* WHAT THIS EXERCISE ASKS *
1 – Translate this sentence from the ngram cache write-up into Spanish: "All our tests are on a warm disk cache, so reads would never actually hit a physical disk."
2 – From the ngram cache write-up, extract the passage from "But I hear you" to "in ~45% speedup.".
3 – Extend the ngram cache write-up, picking up after its final sentence.

* READING PASSAGE *

In this PR I introduce a ngram cache per dataset query. This means that ngrams (where it make sense) won't be read from the disk twice. This causes a small problem, because this cache can get really big pretty quick.

After #195 and #196, I thought we finally have something worth merging.

Just looking at https://github.com/msm-code/ursa-bench/tree/master/results (3_ngramcache_hdd_all.txt) http://65.21.130.153:8000/hdd_all.html ) - it looks like we have almost 100% speedup. At least, as measured by a number of reads - but in a real world case all other metrics are basically irrelevant for ursadb (ANDs on CPU are super quick compared to HDD reads, even on SSD there's an order of magnitude difference). Just by the raw numbers as reported there's rougly 50% speedup.

Just one technicality though - since ursadb doesn't return information about wall-clock time for the whole request, we don't actually have it. This means I had to resort to using good old time:

# old version
(venv) root@mquery ~/ursa-bench # time python3 ursabench.py rules/signature-base/yara/* > /dev/null
real    1m26.660s
user    0m14.244s
sys     0m0.813s
# new version
(venv) root@mquery ~/ursa-bench # time python3 ursabench.py rules/signature-base/yara/* > /dev/null
real    1m0.512s
user    0m13.857s
sys     0m0.806s

Nice! Looks like we are onto something - still the same ~45% speedup. We've reduced the number of reads by roughly ~45%, and query time by the same amount. All checks out so far.

But I hear you asking, why does it work? Doesn't Linux already cache disk reads for us? Shouldn't disk cache for the second read always be warm anyway (since we're reading the same data for a second time)? Well yes, but clearly it's doing a lousy job. By caching reads we also avoid unnecessarily moving the data around the kernel, and decoding ngrams again. Overall this results in ~45% speedup.

Or does it? All our tests are on a warm disk cache, so reads would never actually hit a physical disk. Just in case, let's test after dropping pagecache:

# old version
(venv) root@mquery ~/ursa-bench # time python3 ursabench.py rules/signature-base/yara/* > /dev/null
real    71m23.290s
user    0m17.739s
sys     0m0.796s

# new version
(venv) root@mquery ~/ursa-bench # time python3 ursabench.py rules/signature-base/yara/* > /dev/null
real    70m53.808s
user    0m17.651s
sys     0m0.801s

That 30 seconds doesn't look impressive now, does it?

* AVAILABLE DATA *
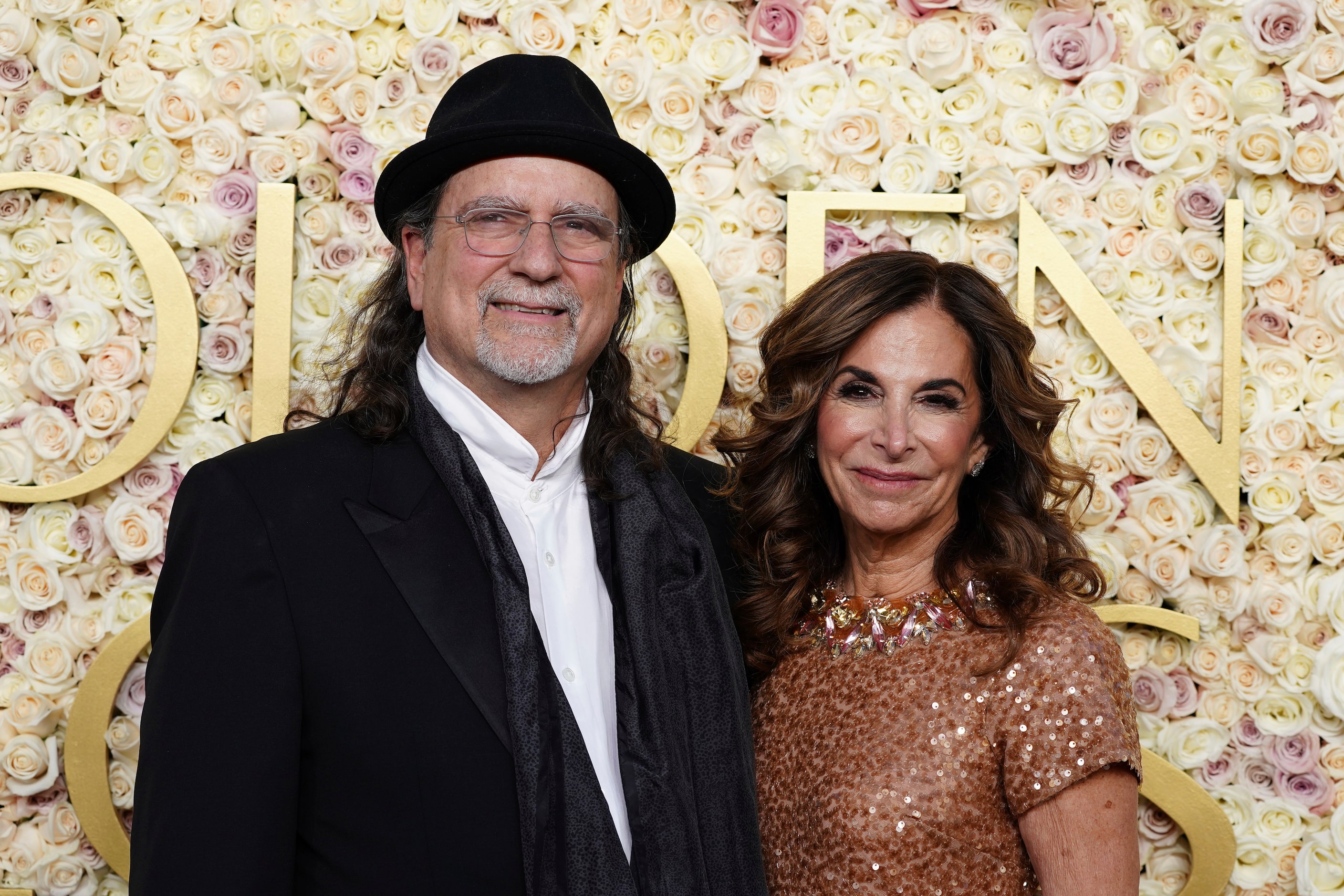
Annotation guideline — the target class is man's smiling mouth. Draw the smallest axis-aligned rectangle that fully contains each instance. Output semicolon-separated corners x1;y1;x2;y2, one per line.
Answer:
490;302;564;317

* ANSWERS TO THE TASKS *
1 – Todas nuestras pruebas se hacen con la caché de disco caliente, así que las lecturas nunca llegarían realmente a un disco físico.

2 –
But I hear you asking, why does it work? Doesn't Linux already cache disk reads for us? Shouldn't disk cache for the second read always be warm anyway (since we're reading the same data for a second time)? Well yes, but clearly it's doing a lousy job. By caching reads we also avoid unnecessarily moving the data around the kernel, and decoding ngrams again. Overall this results in ~45% speedup.

3 –
What a total disaster. Looks like I've been optimising a wrong number. We don't really care about the number of reads, we care about a number of unique reads - cached disk reads are almost as fast as just reading data from RAM. And we don't have to worry about RAM usage etc - all is handled by the system.

Takeaways:

  • The most important (and maybe only) thing we should optimise is a number of unique ngram reads. Reading the same data multiple times in a row is fast.
  • Disk cache is a serious business. Thanks, Linux.
  • We can also drop Performance improvement 3: implement string cache #196. Although that one at least saves us some CPU work. I think I should actually continue working on Performance improvement 3: simplify queries #195 - it actually reduces number of reads we have to do. Maybe we can use lessons learned here to prioritise already cached ngrams - so we maximise chance that we don't have to do another read. For example in ("AAA" & "BBB" & "CCC) | ("DDD" & "AAA", & "BBB) when evaluating the second or parameter we should first and "AAA" and "BBB" (which are already cached), in hope that this will return an empty set and we will return early. More advanced option is to have some "ngram profile" and look for rare ngrams first.

Thanks for reading my dev blog.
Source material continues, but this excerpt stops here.